## Required work
Rescale everything from the line containing "Wildlife-count tagging: point out every instance of the man" down to the end of the items, both ends included. Reproduce each line, including the requests, but multiply every coordinate in the answers by 2.15 and round to the nearest whole number, with halves rounding up.

## Raw records
++++
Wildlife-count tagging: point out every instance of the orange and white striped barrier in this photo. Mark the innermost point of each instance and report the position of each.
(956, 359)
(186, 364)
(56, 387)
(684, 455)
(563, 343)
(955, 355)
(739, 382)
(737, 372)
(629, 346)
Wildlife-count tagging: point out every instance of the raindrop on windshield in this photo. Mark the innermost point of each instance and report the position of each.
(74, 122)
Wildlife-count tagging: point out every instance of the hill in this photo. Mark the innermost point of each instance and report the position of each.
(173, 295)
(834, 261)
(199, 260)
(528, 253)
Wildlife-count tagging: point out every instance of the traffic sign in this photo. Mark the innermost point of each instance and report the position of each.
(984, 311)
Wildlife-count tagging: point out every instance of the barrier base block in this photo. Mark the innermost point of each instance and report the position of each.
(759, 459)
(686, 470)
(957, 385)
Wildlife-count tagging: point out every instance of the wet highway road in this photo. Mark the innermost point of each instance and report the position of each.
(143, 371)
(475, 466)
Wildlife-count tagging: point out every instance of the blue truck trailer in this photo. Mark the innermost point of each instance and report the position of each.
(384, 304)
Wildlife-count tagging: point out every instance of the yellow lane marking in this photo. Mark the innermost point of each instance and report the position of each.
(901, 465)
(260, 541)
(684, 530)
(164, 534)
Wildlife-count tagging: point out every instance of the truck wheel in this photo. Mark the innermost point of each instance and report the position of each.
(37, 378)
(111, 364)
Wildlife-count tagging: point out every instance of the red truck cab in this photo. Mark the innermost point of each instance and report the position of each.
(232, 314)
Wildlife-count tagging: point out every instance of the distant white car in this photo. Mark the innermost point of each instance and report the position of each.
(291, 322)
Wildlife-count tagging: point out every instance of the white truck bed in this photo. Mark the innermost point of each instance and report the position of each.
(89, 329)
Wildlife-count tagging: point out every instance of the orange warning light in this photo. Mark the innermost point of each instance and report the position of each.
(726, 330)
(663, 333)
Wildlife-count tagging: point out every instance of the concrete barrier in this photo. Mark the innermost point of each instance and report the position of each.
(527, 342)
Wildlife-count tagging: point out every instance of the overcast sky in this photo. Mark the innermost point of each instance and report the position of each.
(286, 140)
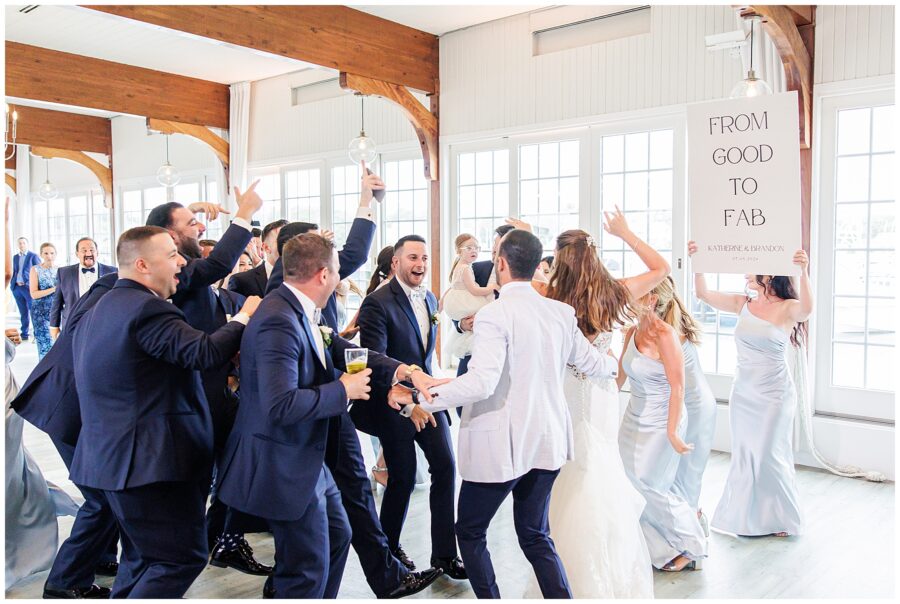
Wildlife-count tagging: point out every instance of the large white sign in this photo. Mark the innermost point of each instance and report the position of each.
(744, 174)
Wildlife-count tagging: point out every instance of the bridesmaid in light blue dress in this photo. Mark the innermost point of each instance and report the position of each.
(651, 441)
(760, 496)
(699, 402)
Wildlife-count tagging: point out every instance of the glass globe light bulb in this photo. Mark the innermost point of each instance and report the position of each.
(751, 86)
(48, 191)
(362, 148)
(168, 175)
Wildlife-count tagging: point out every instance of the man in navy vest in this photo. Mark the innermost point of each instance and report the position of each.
(273, 465)
(198, 302)
(49, 401)
(400, 320)
(22, 263)
(146, 437)
(74, 281)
++++
## Finished task
Wildlife-count tagging: point out every instance of the man in navy vest in this photo. Mark the innermost point of each instance and report the position of each.
(587, 1000)
(426, 649)
(105, 862)
(860, 688)
(47, 565)
(314, 940)
(159, 604)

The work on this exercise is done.